=== WHAT IS BEING ASKED ===
Copy nothing but the line with "Objective — one point per instance of the valley" and the lines that follow it to the end of the entries below, and keep the pictures out.

______

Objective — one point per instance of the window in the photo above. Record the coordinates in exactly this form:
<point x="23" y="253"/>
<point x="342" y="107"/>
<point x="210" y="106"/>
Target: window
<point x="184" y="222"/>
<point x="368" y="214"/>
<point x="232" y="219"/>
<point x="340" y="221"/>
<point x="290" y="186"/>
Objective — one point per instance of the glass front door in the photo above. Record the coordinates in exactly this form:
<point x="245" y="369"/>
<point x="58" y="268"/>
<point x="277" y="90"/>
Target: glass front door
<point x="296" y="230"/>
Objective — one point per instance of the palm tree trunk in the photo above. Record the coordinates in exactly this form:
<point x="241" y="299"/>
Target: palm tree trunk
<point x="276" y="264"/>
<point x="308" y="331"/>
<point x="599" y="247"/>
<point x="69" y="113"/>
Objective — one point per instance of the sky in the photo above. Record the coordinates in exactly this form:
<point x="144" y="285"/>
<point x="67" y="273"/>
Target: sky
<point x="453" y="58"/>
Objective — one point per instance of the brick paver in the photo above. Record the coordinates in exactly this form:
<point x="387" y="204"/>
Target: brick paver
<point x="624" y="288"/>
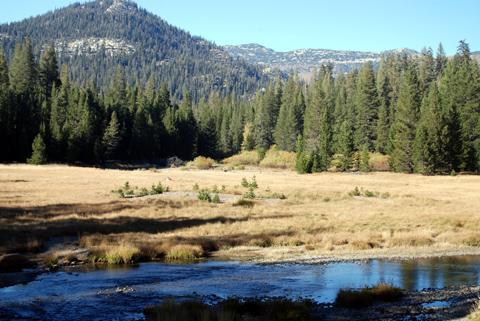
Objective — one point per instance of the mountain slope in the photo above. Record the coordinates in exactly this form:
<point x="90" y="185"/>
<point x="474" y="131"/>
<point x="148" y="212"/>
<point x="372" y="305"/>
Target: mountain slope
<point x="304" y="61"/>
<point x="96" y="36"/>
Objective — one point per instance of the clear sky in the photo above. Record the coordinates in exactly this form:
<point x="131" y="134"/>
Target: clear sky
<point x="367" y="25"/>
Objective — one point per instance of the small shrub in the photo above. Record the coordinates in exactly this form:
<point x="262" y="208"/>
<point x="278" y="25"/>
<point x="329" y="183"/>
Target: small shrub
<point x="216" y="199"/>
<point x="379" y="162"/>
<point x="261" y="152"/>
<point x="204" y="195"/>
<point x="275" y="158"/>
<point x="249" y="158"/>
<point x="142" y="192"/>
<point x="201" y="162"/>
<point x="250" y="194"/>
<point x="356" y="299"/>
<point x="475" y="313"/>
<point x="279" y="196"/>
<point x="364" y="160"/>
<point x="355" y="192"/>
<point x="244" y="203"/>
<point x="260" y="242"/>
<point x="157" y="189"/>
<point x="122" y="254"/>
<point x="410" y="241"/>
<point x="125" y="191"/>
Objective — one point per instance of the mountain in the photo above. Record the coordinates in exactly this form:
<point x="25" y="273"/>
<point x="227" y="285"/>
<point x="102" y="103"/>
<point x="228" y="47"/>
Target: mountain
<point x="95" y="37"/>
<point x="476" y="55"/>
<point x="304" y="61"/>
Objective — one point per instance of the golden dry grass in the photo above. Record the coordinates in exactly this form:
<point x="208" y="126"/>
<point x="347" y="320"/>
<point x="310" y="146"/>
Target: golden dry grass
<point x="408" y="214"/>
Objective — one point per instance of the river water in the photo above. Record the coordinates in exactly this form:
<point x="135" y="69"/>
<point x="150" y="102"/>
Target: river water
<point x="122" y="293"/>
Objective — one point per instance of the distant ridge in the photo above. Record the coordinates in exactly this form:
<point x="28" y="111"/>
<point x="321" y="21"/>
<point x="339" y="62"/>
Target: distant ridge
<point x="306" y="60"/>
<point x="94" y="37"/>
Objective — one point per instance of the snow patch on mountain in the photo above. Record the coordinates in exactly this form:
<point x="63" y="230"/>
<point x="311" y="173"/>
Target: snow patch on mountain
<point x="90" y="46"/>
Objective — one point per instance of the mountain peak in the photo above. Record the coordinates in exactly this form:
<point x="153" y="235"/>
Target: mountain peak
<point x="121" y="6"/>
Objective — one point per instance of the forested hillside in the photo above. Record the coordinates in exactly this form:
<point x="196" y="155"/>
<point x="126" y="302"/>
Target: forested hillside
<point x="94" y="37"/>
<point x="423" y="112"/>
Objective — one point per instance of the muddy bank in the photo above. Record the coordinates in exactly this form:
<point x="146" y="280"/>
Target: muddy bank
<point x="430" y="304"/>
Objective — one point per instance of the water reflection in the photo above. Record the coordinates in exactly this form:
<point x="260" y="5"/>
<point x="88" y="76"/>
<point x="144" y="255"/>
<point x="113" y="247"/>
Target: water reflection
<point x="128" y="290"/>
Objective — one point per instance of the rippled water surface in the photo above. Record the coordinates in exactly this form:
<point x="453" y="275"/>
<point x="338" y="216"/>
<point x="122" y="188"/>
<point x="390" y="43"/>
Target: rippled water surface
<point x="121" y="293"/>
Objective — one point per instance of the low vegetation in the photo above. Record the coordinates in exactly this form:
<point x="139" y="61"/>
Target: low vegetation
<point x="275" y="158"/>
<point x="185" y="253"/>
<point x="128" y="191"/>
<point x="363" y="298"/>
<point x="475" y="314"/>
<point x="232" y="310"/>
<point x="407" y="215"/>
<point x="245" y="158"/>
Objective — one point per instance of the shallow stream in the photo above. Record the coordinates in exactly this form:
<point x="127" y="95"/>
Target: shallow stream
<point x="122" y="293"/>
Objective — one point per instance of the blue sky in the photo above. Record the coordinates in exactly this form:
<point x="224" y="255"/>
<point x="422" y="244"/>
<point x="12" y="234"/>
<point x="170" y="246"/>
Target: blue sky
<point x="368" y="25"/>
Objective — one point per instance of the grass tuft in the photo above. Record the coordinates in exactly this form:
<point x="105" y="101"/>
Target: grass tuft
<point x="185" y="252"/>
<point x="231" y="310"/>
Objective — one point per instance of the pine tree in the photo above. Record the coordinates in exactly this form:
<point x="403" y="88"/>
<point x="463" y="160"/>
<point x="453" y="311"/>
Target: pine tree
<point x="384" y="113"/>
<point x="429" y="148"/>
<point x="60" y="101"/>
<point x="313" y="118"/>
<point x="265" y="118"/>
<point x="426" y="70"/>
<point x="345" y="143"/>
<point x="248" y="141"/>
<point x="6" y="119"/>
<point x="39" y="155"/>
<point x="26" y="110"/>
<point x="404" y="127"/>
<point x="187" y="128"/>
<point x="23" y="70"/>
<point x="366" y="108"/>
<point x="441" y="60"/>
<point x="48" y="71"/>
<point x="460" y="96"/>
<point x="111" y="137"/>
<point x="289" y="123"/>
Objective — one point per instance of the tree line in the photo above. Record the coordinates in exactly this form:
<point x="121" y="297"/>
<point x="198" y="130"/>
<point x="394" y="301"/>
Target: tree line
<point x="422" y="111"/>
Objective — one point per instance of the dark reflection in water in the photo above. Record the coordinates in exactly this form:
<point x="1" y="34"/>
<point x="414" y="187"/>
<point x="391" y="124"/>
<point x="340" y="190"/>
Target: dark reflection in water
<point x="121" y="293"/>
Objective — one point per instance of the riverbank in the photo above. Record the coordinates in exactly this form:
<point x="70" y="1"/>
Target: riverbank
<point x="292" y="218"/>
<point x="434" y="289"/>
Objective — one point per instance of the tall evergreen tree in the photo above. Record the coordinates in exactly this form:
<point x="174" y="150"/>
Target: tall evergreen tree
<point x="404" y="127"/>
<point x="265" y="118"/>
<point x="48" y="71"/>
<point x="26" y="109"/>
<point x="111" y="137"/>
<point x="39" y="155"/>
<point x="366" y="108"/>
<point x="385" y="90"/>
<point x="440" y="60"/>
<point x="6" y="117"/>
<point x="187" y="129"/>
<point x="289" y="123"/>
<point x="429" y="148"/>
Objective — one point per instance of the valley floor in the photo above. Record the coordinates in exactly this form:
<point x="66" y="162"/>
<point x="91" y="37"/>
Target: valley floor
<point x="308" y="218"/>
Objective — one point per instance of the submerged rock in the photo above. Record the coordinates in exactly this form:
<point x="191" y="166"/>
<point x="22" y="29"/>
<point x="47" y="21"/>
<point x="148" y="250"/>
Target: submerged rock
<point x="14" y="263"/>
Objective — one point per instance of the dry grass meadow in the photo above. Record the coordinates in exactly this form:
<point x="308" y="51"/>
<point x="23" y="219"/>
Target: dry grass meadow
<point x="391" y="215"/>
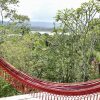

______

=== ANSWER TO THIS EXERCISE ===
Objective — one point per instance of the valley floor in the photo above. Record the coordinates in exactly this form:
<point x="66" y="162"/>
<point x="91" y="37"/>
Target: valley floor
<point x="308" y="218"/>
Objective — one point per instance of the submerged rock in the photo above. Record the coordinates in exactly this form:
<point x="191" y="166"/>
<point x="22" y="29"/>
<point x="47" y="21"/>
<point x="148" y="250"/>
Target: submerged rock
<point x="14" y="263"/>
Objective — one point per instance of the dry grass meadow in the photo above. Record the coordinates in exactly this form:
<point x="308" y="51"/>
<point x="23" y="219"/>
Target: dry grass meadow
<point x="391" y="215"/>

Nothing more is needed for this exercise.